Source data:
-----

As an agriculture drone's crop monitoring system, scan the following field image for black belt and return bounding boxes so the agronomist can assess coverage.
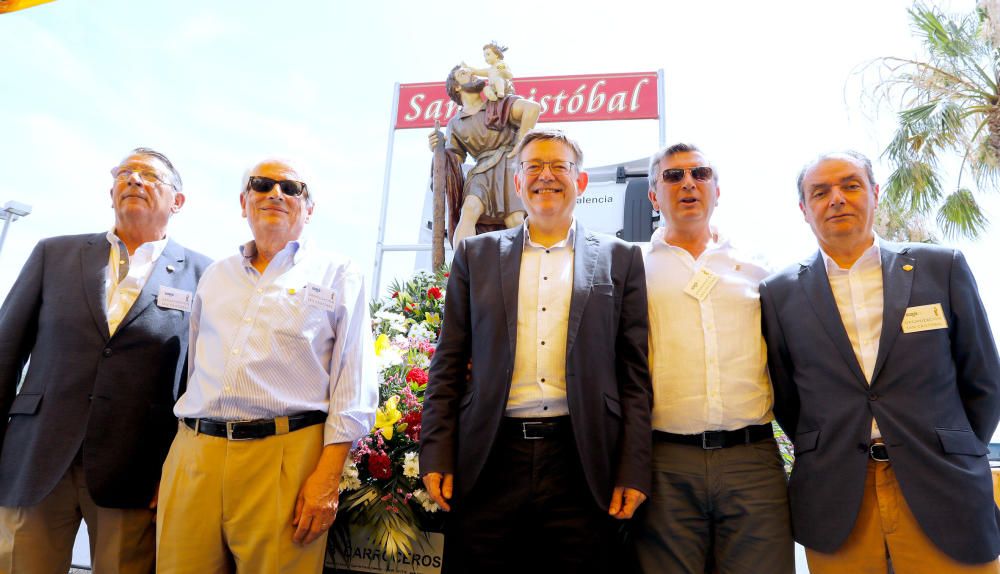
[500,416,571,440]
[183,411,326,441]
[870,442,889,462]
[654,423,774,450]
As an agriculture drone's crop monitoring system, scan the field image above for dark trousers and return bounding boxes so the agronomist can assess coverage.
[443,420,618,574]
[631,437,794,574]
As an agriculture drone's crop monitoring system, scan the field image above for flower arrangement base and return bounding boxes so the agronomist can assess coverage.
[325,524,444,574]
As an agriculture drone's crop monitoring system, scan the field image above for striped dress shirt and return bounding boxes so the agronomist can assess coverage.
[173,239,378,445]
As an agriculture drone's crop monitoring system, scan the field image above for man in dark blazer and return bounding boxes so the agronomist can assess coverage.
[760,150,1000,572]
[420,128,652,574]
[0,148,210,574]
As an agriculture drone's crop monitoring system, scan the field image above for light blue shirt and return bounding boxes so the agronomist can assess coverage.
[174,239,378,445]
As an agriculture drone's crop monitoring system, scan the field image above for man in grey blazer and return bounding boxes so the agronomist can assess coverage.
[0,148,210,574]
[760,151,1000,572]
[420,128,652,574]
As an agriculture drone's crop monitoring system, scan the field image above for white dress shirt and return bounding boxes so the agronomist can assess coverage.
[105,230,168,335]
[174,239,378,445]
[644,227,774,434]
[505,220,575,417]
[821,235,883,438]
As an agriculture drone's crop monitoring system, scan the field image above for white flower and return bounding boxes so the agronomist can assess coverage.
[339,458,362,492]
[408,322,433,342]
[402,452,419,478]
[412,489,440,513]
[375,345,404,374]
[375,311,407,334]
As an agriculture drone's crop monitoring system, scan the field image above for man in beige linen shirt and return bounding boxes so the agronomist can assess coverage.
[631,143,793,574]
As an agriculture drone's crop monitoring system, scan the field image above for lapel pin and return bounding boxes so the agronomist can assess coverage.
[166,265,175,273]
[288,288,297,295]
[734,264,741,272]
[902,264,913,272]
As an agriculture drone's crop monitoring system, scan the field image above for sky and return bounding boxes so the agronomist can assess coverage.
[1,0,997,319]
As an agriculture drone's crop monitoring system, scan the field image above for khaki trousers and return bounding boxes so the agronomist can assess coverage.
[155,421,326,574]
[0,460,155,574]
[806,459,1000,574]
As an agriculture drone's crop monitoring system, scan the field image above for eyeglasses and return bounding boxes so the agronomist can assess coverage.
[519,160,576,176]
[111,167,173,187]
[660,166,714,184]
[246,176,308,197]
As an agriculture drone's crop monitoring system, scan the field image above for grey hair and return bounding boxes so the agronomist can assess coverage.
[647,143,717,189]
[511,128,584,168]
[796,150,876,203]
[126,147,182,192]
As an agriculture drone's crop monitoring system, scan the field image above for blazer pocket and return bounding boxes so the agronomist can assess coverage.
[603,393,622,418]
[794,429,820,455]
[9,392,42,415]
[592,283,614,297]
[936,428,988,456]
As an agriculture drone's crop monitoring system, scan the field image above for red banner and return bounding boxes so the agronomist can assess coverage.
[395,71,658,130]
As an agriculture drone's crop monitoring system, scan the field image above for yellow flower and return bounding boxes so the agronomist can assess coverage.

-----

Transcribe the records word for word and include no pictures.

▶ _SOLUTION FOR THIS PROBLEM_:
As an agriculture drone's crop monitoring system, scan the following field image for black belt and return bounding boxes so the agronomist can assess coverage.
[500,416,571,440]
[183,411,326,441]
[870,442,889,462]
[654,423,774,450]
As an agriculture drone's crop monitoring system, scan the field image above for dark trousers and return bounding boxes so the agronomist can assess coverage.
[443,420,618,574]
[631,437,794,574]
As an agriculture drone's crop monitoring system, scan the field image above for flower arrangement base and return bounding boxes so the agronomist can assess coverage.
[325,524,444,574]
As an agriculture drone's crop monitoring system, scan the field image above for striped dress shirt and return bounding boxes so the agronomist can assess coverage.
[173,239,378,445]
As an agriculture drone's crop monitoring system, scan the field image above for man in dark blazer and return bounding boxes so the agronomist can assess coverage.
[760,150,1000,572]
[420,128,652,574]
[0,148,210,574]
As an agriculture drone's crop monitoring system, scan the field image above for light blue shirt and return bounding boxes so the agronomist can assess coverage.
[174,239,378,445]
As an agriculture drone's crop monitoring system, scan the field image above for man in grey blazer and return bounding boxes so the agronomist can assess coverage.
[0,148,210,574]
[760,151,1000,572]
[420,128,652,574]
As an agriculture drone's crop monitoring system, scan the field image above for white dress shirt and return bounding boxes so the agronomist can assess coverage.
[105,230,168,335]
[174,239,378,445]
[644,227,774,434]
[505,220,575,417]
[821,235,883,438]
As an agriculture drone's crop monitoring system, scan the field image above for white flower and return bounding boxes so the agronomist can assess coverage.
[339,458,362,492]
[408,322,433,342]
[402,452,419,478]
[412,489,440,513]
[375,345,404,374]
[375,311,407,334]
As an agriculture drone's crop monitoring system, scan the field image above for man in beige linen shirt and return bounding boxes so the agronomist can assess coverage.
[631,143,793,574]
As an agriculture drone's crop monitoring system, scan the field image above for lapel pin and return bounding boxes so the agronomist can assess coverage.
[166,265,175,273]
[288,288,297,295]
[734,264,741,272]
[902,264,913,272]
As an agriculture drone's crop monitoring system, scan the field image above for sky and return bounding boxes so the agronomist can assess coverage.
[1,0,997,319]
As an agriculture drone's crop monitoring system, scan the field image above for khaki trousers and return bounding boxes so the agronomist can assess coverage.
[155,421,326,574]
[0,460,155,574]
[806,459,1000,574]
As an agriculture drone's crop monitoring system, scan the field image above for eyeglasses and return bounding boxes so the agronomist can assess coverage.
[519,160,576,176]
[111,167,173,187]
[660,166,714,184]
[246,176,308,197]
As an agriculture drone's crop monitoring system, scan the field image above for grey hair and return bounding boxes so the agronomist can assess coverage.
[647,143,717,189]
[511,128,584,168]
[796,150,876,203]
[126,147,182,192]
As an agriculture drone's crop monitoring system, scan the field image above for blazer pocket and return bounding boxes so the agronomist can assess coverage.
[603,393,622,418]
[794,429,820,455]
[9,392,42,415]
[592,283,614,297]
[936,428,988,456]
As an agriculture drone's crop monitoring system, scan the field image above for red banner and return bounding boxes so the agronomist can assess coverage.
[395,71,658,130]
As an agriculture drone's crop monitoring system, scan the field image above for yellow flower and return bounding boxes so the agronomist can assess coverage.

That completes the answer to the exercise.